§ **Problem statement**:
In the records below, some lines hold the word "cane". Copy each of those lines.

Source records

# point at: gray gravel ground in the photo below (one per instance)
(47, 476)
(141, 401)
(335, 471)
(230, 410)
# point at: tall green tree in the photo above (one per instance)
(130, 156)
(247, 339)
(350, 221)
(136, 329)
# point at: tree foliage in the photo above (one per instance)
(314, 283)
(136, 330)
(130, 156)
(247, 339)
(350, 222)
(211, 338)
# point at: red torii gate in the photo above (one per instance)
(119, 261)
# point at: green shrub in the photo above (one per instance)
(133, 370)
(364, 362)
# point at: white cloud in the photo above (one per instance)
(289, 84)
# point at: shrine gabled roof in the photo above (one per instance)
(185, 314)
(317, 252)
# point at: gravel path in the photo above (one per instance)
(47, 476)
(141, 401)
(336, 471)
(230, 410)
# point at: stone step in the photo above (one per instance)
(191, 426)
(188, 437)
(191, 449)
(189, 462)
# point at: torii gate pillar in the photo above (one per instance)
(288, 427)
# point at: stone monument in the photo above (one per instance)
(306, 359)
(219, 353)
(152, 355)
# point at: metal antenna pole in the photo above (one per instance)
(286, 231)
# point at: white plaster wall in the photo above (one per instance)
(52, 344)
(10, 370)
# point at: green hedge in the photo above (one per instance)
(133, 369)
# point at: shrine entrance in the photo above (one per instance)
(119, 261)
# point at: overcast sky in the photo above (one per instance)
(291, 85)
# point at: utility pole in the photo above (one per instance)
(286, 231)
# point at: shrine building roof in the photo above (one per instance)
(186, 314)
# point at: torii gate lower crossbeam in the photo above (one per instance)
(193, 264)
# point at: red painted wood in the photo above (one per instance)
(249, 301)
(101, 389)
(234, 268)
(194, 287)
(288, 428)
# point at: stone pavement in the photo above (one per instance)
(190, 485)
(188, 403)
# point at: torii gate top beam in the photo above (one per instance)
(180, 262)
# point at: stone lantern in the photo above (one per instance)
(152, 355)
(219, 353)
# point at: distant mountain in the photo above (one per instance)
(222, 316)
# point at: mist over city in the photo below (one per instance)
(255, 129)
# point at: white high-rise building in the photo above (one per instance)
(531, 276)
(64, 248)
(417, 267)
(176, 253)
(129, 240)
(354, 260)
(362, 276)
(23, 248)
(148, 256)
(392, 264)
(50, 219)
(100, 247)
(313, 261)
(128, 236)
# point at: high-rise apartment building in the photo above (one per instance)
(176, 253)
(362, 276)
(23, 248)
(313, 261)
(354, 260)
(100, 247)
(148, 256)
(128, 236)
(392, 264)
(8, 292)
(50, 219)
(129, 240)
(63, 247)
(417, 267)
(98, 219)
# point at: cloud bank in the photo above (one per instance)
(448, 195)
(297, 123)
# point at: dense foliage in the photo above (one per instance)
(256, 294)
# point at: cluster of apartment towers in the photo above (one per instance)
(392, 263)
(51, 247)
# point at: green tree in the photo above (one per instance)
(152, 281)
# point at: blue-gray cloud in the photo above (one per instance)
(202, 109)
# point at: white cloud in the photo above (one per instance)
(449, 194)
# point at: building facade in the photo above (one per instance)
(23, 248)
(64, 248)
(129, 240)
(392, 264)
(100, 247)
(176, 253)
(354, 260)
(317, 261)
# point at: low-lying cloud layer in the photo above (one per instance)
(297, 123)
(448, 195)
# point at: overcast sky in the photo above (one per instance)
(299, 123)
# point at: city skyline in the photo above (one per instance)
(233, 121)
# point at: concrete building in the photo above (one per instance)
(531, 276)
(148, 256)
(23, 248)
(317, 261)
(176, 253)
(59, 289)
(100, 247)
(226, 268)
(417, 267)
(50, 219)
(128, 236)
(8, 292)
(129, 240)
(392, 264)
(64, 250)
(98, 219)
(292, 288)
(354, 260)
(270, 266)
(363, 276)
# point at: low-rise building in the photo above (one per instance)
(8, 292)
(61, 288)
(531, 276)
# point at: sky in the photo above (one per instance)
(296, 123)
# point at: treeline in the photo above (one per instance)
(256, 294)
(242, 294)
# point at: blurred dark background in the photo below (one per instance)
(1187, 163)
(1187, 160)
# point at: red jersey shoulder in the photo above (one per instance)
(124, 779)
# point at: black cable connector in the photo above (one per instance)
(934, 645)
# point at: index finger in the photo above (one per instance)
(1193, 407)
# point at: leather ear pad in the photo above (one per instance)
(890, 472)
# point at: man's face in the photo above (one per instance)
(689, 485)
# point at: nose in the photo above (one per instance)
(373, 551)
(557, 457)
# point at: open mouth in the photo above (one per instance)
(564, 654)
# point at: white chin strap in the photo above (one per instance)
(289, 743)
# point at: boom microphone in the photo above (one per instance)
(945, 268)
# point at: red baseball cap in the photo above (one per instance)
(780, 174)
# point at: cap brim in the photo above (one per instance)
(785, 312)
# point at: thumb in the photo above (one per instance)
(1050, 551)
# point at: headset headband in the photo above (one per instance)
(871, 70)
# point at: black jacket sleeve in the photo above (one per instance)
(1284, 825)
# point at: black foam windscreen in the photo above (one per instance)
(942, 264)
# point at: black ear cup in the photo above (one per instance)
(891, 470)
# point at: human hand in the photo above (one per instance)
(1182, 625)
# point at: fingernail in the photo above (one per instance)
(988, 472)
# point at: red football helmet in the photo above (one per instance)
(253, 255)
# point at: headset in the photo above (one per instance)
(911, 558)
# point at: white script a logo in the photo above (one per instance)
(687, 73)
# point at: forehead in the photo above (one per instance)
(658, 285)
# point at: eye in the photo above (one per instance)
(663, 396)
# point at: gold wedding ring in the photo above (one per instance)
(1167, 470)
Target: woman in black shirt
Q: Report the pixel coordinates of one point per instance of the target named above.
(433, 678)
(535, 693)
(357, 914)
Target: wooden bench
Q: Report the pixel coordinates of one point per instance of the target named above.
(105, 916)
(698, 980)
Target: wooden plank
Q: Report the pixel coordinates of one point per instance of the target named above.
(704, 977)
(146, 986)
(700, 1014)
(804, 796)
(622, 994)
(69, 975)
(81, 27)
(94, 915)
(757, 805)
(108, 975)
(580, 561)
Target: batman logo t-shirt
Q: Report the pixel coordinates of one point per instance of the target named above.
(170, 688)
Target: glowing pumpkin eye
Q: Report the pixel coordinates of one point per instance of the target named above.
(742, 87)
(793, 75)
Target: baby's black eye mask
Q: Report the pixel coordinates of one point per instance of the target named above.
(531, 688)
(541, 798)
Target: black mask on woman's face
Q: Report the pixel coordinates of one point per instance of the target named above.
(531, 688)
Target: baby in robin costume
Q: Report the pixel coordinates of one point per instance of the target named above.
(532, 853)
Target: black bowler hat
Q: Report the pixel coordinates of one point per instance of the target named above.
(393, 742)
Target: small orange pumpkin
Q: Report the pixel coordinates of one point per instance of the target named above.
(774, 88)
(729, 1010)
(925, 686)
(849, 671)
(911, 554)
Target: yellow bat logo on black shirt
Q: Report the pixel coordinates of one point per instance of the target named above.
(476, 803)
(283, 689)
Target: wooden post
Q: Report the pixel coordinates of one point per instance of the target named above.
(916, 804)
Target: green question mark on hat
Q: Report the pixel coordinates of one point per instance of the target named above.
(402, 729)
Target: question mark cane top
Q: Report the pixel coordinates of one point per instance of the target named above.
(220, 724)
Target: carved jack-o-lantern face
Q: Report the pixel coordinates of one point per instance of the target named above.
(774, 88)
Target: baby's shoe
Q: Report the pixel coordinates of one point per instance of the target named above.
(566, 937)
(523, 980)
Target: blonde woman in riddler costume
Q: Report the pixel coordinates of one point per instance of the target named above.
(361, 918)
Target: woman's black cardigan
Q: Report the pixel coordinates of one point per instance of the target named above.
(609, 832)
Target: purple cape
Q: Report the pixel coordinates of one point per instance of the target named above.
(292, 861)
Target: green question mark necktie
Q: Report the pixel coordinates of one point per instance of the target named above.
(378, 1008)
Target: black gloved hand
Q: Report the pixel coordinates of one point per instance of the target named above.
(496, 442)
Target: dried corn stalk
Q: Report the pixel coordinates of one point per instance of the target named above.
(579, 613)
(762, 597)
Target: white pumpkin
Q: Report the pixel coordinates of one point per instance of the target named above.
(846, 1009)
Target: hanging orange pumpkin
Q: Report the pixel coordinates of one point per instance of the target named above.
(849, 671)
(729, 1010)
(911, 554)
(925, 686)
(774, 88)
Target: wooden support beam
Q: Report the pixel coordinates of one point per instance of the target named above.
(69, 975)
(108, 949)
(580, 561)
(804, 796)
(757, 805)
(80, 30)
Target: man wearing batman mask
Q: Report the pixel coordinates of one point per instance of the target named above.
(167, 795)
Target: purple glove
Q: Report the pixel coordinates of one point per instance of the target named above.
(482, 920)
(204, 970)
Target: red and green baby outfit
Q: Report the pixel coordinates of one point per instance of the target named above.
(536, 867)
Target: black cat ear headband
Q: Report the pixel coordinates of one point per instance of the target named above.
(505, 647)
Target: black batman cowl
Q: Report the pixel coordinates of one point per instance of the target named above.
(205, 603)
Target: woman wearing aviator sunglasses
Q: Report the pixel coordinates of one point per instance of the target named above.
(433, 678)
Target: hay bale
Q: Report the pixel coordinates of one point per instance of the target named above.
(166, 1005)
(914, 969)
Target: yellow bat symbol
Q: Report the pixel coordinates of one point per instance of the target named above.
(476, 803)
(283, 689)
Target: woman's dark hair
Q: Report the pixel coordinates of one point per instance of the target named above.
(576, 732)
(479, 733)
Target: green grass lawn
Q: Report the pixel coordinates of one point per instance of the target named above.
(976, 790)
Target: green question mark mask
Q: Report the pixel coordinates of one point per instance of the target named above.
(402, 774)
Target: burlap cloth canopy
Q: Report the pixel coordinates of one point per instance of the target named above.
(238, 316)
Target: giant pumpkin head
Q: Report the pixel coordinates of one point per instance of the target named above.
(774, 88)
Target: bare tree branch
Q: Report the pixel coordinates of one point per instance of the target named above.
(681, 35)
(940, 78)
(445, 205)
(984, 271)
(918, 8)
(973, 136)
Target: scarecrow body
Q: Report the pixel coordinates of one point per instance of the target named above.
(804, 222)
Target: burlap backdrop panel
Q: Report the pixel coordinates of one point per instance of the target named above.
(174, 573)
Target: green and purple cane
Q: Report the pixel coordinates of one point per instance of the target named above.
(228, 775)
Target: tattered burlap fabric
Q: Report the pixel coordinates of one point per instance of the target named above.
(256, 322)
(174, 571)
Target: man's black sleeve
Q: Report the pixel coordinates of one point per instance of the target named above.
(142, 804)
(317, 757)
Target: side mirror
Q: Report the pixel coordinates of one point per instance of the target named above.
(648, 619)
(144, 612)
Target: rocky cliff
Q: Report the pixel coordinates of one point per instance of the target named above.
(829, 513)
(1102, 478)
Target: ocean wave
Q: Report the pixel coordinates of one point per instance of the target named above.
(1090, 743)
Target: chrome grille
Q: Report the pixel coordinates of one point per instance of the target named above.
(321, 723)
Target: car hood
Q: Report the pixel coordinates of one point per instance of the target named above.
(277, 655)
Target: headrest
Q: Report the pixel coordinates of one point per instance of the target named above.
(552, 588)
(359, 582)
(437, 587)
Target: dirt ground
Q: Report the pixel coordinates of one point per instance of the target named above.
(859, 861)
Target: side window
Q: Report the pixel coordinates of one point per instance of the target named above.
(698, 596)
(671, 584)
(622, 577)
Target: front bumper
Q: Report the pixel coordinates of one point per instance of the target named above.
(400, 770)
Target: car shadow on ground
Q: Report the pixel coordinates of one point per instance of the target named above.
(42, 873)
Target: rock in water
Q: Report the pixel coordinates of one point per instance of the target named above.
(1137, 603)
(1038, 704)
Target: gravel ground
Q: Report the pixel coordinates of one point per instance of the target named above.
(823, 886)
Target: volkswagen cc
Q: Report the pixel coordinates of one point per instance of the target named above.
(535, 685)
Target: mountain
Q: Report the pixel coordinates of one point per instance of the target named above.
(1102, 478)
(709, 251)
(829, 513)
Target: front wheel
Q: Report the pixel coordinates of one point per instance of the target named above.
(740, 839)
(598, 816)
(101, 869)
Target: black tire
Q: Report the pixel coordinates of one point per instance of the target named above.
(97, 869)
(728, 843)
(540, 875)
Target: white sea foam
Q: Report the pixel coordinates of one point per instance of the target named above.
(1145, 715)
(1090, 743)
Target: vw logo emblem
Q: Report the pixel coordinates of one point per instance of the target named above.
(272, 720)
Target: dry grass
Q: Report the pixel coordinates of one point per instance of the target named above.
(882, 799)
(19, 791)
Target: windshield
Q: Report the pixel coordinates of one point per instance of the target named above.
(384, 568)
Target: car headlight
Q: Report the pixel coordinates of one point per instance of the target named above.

§ **Solution for this task**:
Target: question mark cane top
Target: green and purple cane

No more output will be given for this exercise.